[start SOURCE DATA]
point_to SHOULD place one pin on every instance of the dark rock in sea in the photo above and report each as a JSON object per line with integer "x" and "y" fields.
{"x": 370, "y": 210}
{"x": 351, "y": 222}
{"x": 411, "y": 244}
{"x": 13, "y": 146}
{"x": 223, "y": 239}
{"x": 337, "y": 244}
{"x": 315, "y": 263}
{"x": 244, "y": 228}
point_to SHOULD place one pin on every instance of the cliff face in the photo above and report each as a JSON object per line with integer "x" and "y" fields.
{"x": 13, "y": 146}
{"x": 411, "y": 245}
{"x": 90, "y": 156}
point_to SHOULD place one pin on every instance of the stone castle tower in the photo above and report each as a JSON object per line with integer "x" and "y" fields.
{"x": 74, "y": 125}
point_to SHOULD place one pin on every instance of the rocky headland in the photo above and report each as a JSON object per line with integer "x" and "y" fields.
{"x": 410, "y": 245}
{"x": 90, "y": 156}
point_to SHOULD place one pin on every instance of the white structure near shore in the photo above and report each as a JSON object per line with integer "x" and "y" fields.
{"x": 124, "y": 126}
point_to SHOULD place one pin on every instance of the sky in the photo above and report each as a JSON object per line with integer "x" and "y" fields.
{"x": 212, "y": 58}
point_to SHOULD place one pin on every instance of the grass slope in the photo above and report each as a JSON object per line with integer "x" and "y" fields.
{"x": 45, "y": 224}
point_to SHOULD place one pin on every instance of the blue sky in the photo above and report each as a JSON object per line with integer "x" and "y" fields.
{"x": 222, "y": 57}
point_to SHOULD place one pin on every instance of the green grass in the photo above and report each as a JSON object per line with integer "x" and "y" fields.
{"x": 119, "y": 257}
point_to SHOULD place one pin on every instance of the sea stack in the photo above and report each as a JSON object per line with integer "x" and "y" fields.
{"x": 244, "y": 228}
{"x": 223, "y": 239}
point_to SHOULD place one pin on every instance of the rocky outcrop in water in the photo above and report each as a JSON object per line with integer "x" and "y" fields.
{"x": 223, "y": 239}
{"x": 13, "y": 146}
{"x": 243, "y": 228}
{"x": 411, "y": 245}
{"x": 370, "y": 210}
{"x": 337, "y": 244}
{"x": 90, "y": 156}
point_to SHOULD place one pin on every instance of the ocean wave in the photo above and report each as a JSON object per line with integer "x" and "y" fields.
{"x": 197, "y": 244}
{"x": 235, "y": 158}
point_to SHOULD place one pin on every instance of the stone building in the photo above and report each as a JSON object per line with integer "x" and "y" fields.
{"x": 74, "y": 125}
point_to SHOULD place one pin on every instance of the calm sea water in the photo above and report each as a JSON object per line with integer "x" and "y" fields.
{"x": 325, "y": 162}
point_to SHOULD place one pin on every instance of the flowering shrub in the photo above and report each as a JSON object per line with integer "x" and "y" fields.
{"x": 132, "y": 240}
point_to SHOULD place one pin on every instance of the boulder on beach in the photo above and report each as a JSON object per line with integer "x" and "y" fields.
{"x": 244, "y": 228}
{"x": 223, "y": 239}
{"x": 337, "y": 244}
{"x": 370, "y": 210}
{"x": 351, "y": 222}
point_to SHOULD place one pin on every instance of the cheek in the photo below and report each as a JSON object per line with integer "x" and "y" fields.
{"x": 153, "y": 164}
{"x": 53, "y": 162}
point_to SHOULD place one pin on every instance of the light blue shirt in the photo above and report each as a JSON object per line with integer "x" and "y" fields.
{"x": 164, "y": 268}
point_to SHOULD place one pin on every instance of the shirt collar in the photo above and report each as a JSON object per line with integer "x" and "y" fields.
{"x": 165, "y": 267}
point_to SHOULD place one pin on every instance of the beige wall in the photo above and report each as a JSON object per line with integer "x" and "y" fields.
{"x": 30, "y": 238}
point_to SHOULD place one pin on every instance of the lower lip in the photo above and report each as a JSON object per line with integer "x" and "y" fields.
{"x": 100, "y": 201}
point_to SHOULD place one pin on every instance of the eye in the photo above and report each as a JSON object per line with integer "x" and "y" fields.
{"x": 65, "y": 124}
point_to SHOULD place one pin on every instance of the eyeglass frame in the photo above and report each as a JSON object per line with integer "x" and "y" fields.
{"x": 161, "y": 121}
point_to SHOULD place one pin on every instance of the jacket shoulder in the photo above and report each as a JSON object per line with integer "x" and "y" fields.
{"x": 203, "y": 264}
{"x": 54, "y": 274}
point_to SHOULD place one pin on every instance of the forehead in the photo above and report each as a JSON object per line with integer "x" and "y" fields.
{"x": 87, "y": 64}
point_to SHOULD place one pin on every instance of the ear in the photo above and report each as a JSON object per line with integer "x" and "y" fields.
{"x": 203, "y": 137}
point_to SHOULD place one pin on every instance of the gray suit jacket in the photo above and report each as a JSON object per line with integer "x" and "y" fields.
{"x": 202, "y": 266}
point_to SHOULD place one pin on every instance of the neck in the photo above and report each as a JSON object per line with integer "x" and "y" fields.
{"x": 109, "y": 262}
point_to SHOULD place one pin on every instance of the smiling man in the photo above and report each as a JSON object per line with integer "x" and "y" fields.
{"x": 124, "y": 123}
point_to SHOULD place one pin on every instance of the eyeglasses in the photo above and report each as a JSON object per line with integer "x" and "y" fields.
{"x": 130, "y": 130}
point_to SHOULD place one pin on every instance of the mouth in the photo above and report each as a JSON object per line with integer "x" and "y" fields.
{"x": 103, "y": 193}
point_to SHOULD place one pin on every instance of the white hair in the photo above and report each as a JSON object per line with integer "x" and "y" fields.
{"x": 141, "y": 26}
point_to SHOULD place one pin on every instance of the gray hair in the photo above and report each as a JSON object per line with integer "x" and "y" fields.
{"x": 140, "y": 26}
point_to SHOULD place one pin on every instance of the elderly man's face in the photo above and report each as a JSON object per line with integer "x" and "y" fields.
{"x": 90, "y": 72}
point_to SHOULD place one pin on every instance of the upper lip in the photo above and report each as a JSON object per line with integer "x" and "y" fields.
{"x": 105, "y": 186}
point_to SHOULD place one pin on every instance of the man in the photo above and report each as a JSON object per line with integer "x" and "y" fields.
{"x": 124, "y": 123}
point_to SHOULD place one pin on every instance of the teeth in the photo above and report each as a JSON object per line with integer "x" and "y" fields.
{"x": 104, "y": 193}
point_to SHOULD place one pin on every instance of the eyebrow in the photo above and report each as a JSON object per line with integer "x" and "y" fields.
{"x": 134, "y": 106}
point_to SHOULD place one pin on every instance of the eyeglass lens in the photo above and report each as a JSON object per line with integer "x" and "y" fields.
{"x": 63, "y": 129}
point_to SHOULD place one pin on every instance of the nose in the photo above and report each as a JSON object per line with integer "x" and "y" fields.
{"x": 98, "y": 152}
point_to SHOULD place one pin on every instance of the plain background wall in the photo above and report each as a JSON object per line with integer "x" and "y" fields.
[end SOURCE DATA]
→ **WHAT TO PRODUCE**
Write out every line above as a numbered list, leaving out any blank lines.

→ **WRITTEN RESPONSE**
1. point_to SHOULD place one pin on every instance of the dark rock in sea in the photo above and report each as a JSON object per line with integer "x" and "y" fields.
2. {"x": 370, "y": 210}
3. {"x": 351, "y": 222}
4. {"x": 411, "y": 244}
5. {"x": 13, "y": 146}
6. {"x": 223, "y": 239}
7. {"x": 337, "y": 244}
8. {"x": 315, "y": 263}
9. {"x": 244, "y": 228}
10. point_to SHOULD place one pin on every instance of the cliff face in the photo above and report each as a JSON object per line with integer "x" and "y" fields.
11. {"x": 13, "y": 146}
12. {"x": 411, "y": 245}
13. {"x": 90, "y": 156}
14. point_to SHOULD place one pin on every instance of the stone castle tower in the photo above and report each as a JSON object per line with integer "x" and "y" fields.
15. {"x": 74, "y": 125}
16. point_to SHOULD place one pin on every instance of the rocky headland in the photo above and report each as a JSON object per line with integer "x" and "y" fields.
17. {"x": 410, "y": 245}
18. {"x": 90, "y": 156}
19. point_to SHOULD place one pin on every instance of the white structure near shore in the photo above and report each as a JSON object per line with integer "x" and "y" fields.
20. {"x": 124, "y": 126}
21. point_to SHOULD place one pin on every instance of the sky in the photo above and report each as a JSON object per line with integer "x" and "y" fields.
22. {"x": 212, "y": 58}
23. point_to SHOULD place one pin on every instance of the grass slope in the photo above and report each as a JSON object per line with integer "x" and "y" fields.
24. {"x": 45, "y": 224}
25. point_to SHOULD place one pin on every instance of the blue sky in the photo above and report each as a JSON object per line with integer "x" and "y" fields.
26. {"x": 222, "y": 57}
27. point_to SHOULD place one pin on every instance of the green grass in the photo above and report each as a JSON object per line with integer "x" and "y" fields.
28. {"x": 119, "y": 257}
29. point_to SHOULD place one pin on every instance of the sea stack in the photo above and report each as a JSON object per line with integer "x" and "y" fields.
30. {"x": 244, "y": 228}
31. {"x": 223, "y": 239}
32. point_to SHOULD place one pin on every instance of the rocky outcrop in water in the photo above and report each as a JSON object per line with integer "x" and "y" fields.
33. {"x": 223, "y": 239}
34. {"x": 13, "y": 146}
35. {"x": 243, "y": 228}
36. {"x": 411, "y": 245}
37. {"x": 370, "y": 210}
38. {"x": 337, "y": 244}
39. {"x": 90, "y": 156}
40. point_to SHOULD place one pin on every instance of the ocean wave in the photo above and report each as a JSON object per line with integer "x" and "y" fields.
41. {"x": 197, "y": 244}
42. {"x": 235, "y": 158}
43. point_to SHOULD place one pin on every instance of the stone building in the photo above and report each as a JSON object per line with integer "x" and "y" fields.
44. {"x": 74, "y": 125}
45. point_to SHOULD place one pin on every instance of the calm sea water in the photo above and report each as a JSON object per line with integer "x" and "y" fields.
46. {"x": 325, "y": 162}
47. point_to SHOULD place one pin on every instance of the flowering shrub in the photo above and report each as a JSON object per line with integer "x" and "y" fields.
48. {"x": 132, "y": 240}
49. point_to SHOULD place one pin on every instance of the boulder on beach in the photo above and report each as a JSON object per line with integer "x" and "y" fields.
50. {"x": 244, "y": 228}
51. {"x": 223, "y": 239}
52. {"x": 337, "y": 244}
53. {"x": 370, "y": 210}
54. {"x": 351, "y": 222}
55. point_to SHOULD place one pin on every instance of the cheek in the photo below and report each as a JSON object per line with integer "x" and "y" fields.
56. {"x": 153, "y": 164}
57. {"x": 53, "y": 162}
58. point_to SHOULD place one pin on every instance of the light blue shirt in the photo above and report each as a JSON object per line with integer "x" and "y" fields.
59. {"x": 164, "y": 268}
60. point_to SHOULD place one pin on every instance of the shirt collar in the photo above and report each as a JSON object per line with integer "x" and "y" fields.
61. {"x": 165, "y": 267}
62. point_to SHOULD place one pin on every instance of the beige wall in the photo above and report each as a JSON object per line with integer "x" and "y" fields.
63. {"x": 30, "y": 238}
64. point_to SHOULD place one pin on every instance of the lower lip in the photo above and report each as a JSON object per line with integer "x" and "y" fields.
65. {"x": 100, "y": 201}
66. point_to SHOULD place one pin on every instance of the eye in the photo above and report each as a JSON object per line with integer "x" and "y" fields.
67. {"x": 65, "y": 124}
68. point_to SHOULD place one pin on every instance of the eyeglass frame in the photo above and report each as a JSON object per line with integer "x" and "y" fields.
69. {"x": 161, "y": 121}
70. point_to SHOULD place one pin on every instance of the jacket shoulder in the photo above and report each as a JSON object per line with integer "x" and "y" fields.
71. {"x": 203, "y": 264}
72. {"x": 54, "y": 274}
73. point_to SHOULD place one pin on every instance of the forehead in the photo above and report each as a JSON object per line with integer "x" and "y" fields.
74. {"x": 87, "y": 64}
75. point_to SHOULD place one pin on every instance of the ear in the photo above and report each as a JSON object per line with integer "x" and "y" fields.
76. {"x": 203, "y": 137}
77. point_to SHOULD place one pin on every instance of the gray suit jacket in the photo above and report each as a JSON object per line with integer "x" and "y" fields.
78. {"x": 202, "y": 266}
79. point_to SHOULD place one pin on every instance of the neck in the photo above and report each as a JSON object per line with integer "x" and "y" fields.
80. {"x": 109, "y": 262}
81. point_to SHOULD place one pin on every instance of the smiling man in the photo above and report each as a JSON object per line with integer "x" and "y" fields.
82. {"x": 124, "y": 123}
83. point_to SHOULD place one pin on every instance of the eyeglasses in the photo above and report each as a JSON object per line with integer "x" and "y" fields.
84. {"x": 130, "y": 130}
85. point_to SHOULD place one pin on every instance of the mouth in the photo above and report each as a JSON object per line with integer "x" and "y" fields.
86. {"x": 103, "y": 193}
87. point_to SHOULD place one pin on every instance of the white hair in the photo above and report each as a JSON object per line with integer "x" and "y" fields.
88. {"x": 141, "y": 26}
89. point_to SHOULD place one pin on every instance of the gray hair in the photo above and report each as a JSON object per line with integer "x" and "y" fields.
90. {"x": 140, "y": 26}
91. point_to SHOULD place one pin on every instance of the elderly man's face in the photo above and report each as a JSON object per line with integer "x" and "y" fields.
92. {"x": 90, "y": 72}
93. point_to SHOULD place one pin on every instance of the upper lip in the photo above and report each as a JSON object per line with integer "x" and "y" fields.
94. {"x": 105, "y": 186}
95. point_to SHOULD place one pin on every instance of the man in the photo above and report each as a JSON object per line with integer "x" and "y" fields.
96. {"x": 124, "y": 123}
97. point_to SHOULD place one pin on every instance of the teeth in the photo above and report each as a JSON object per line with integer "x" and "y" fields.
98. {"x": 104, "y": 193}
99. point_to SHOULD place one pin on every instance of the eyebrow in the photo above and report each as a JSON object per line with integer "x" and "y" fields.
100. {"x": 134, "y": 106}
101. point_to SHOULD place one pin on every instance of the eyeglass lens in the photo above and report each as a JSON object per line with integer "x" and "y" fields.
102. {"x": 63, "y": 129}
103. point_to SHOULD place one pin on every instance of the nose in the photo above and report each as a JSON object per line with integer "x" and "y" fields.
104. {"x": 98, "y": 152}
105. point_to SHOULD place one pin on every instance of the plain background wall in the photo above and report each as a JSON object per line with integer "x" and "y" fields.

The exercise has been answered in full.